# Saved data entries
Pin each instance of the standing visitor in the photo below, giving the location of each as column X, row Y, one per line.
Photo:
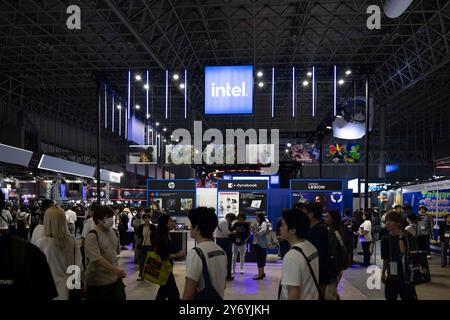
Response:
column 241, row 231
column 260, row 244
column 300, row 271
column 207, row 255
column 365, row 237
column 223, row 240
column 164, row 247
column 425, row 224
column 146, row 233
column 444, row 238
column 71, row 217
column 393, row 251
column 318, row 236
column 103, row 277
column 60, row 248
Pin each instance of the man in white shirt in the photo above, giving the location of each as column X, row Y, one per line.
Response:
column 71, row 218
column 298, row 280
column 365, row 237
column 222, row 235
column 203, row 222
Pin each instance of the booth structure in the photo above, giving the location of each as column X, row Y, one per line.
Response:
column 242, row 196
column 329, row 192
column 173, row 196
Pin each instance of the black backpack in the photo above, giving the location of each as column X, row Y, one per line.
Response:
column 209, row 292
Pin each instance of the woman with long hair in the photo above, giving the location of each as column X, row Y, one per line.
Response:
column 164, row 247
column 60, row 248
column 260, row 244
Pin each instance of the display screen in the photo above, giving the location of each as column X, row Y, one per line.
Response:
column 345, row 153
column 142, row 154
column 305, row 153
column 229, row 90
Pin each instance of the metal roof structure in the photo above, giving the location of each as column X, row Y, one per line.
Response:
column 46, row 69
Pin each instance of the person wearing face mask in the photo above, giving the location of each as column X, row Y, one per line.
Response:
column 444, row 238
column 102, row 246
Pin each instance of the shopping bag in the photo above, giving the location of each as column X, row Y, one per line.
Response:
column 156, row 270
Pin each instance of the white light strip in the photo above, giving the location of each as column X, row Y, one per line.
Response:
column 335, row 91
column 148, row 89
column 167, row 93
column 314, row 91
column 293, row 92
column 273, row 92
column 185, row 93
column 112, row 112
column 106, row 108
column 129, row 92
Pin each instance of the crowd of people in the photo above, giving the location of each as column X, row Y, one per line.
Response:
column 316, row 247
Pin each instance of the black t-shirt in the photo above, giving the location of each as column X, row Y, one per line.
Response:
column 390, row 251
column 318, row 236
column 24, row 271
column 242, row 230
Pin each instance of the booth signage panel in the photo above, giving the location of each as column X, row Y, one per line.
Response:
column 229, row 90
column 312, row 185
column 243, row 185
column 171, row 185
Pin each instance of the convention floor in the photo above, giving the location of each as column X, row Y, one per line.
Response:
column 353, row 285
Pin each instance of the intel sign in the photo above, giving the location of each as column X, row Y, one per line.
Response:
column 229, row 90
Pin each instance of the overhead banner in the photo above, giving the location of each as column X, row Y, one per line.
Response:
column 229, row 90
column 15, row 155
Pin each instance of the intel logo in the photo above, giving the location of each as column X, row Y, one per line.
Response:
column 228, row 90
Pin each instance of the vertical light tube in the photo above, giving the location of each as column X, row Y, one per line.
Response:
column 112, row 112
column 335, row 91
column 293, row 92
column 167, row 94
column 129, row 94
column 148, row 89
column 185, row 93
column 314, row 91
column 273, row 92
column 106, row 108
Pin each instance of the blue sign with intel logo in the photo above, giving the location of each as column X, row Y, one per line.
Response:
column 229, row 90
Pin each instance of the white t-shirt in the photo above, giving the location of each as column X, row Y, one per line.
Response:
column 295, row 272
column 38, row 233
column 89, row 225
column 59, row 259
column 71, row 216
column 216, row 260
column 366, row 226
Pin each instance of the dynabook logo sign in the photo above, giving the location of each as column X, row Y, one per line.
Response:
column 229, row 90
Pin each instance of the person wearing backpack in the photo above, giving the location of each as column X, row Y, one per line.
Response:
column 206, row 265
column 393, row 251
column 101, row 245
column 338, row 258
column 300, row 270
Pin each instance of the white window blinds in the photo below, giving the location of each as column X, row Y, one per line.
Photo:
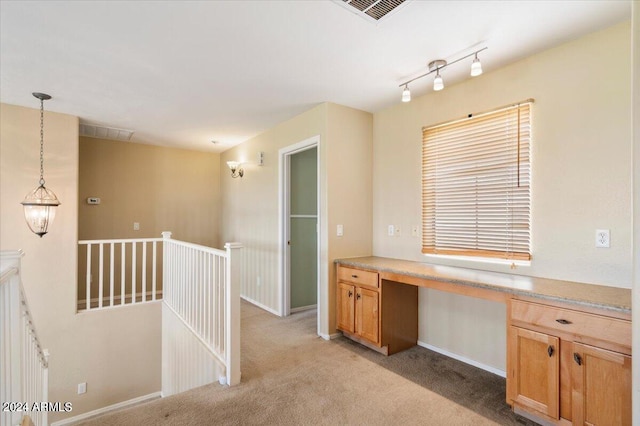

# WHAT TO PRODUCE
Copy out the records word for word, starting at the line that contains "Pin each instance of the vertical" and continuing through the end of the records. Leave the pictures out of your copy.

# ANSWER TO THE PROBLEM
Pin each instance of the vertical light tube in the photo above, giving the location of each as column X, row Y, one per line.
Response:
column 112, row 112
column 335, row 91
column 293, row 92
column 167, row 94
column 129, row 94
column 148, row 89
column 185, row 93
column 314, row 91
column 273, row 92
column 106, row 108
Pin each instance of the blue sign with intel logo in the photo above, giving the location of each as column X, row Y, one per line.
Response:
column 229, row 90
Pin each instance of the white t-shirt in the photo above, giving the location of each as column X, row Y, one per line.
Response:
column 295, row 272
column 38, row 233
column 89, row 225
column 59, row 259
column 71, row 216
column 216, row 260
column 366, row 226
Pin each instance of the dynabook logo sign in the photo above, giving the location of each as column X, row Y, one per line.
Response:
column 229, row 90
Pin each instance of the person wearing backpack in the photo above, giving the location of each as column X, row Y, one per line.
Response:
column 206, row 265
column 393, row 251
column 101, row 245
column 338, row 258
column 300, row 270
Pin each instance of the white window blinds in the photo below, giving the location of each as column X, row Y, one per line.
Photo:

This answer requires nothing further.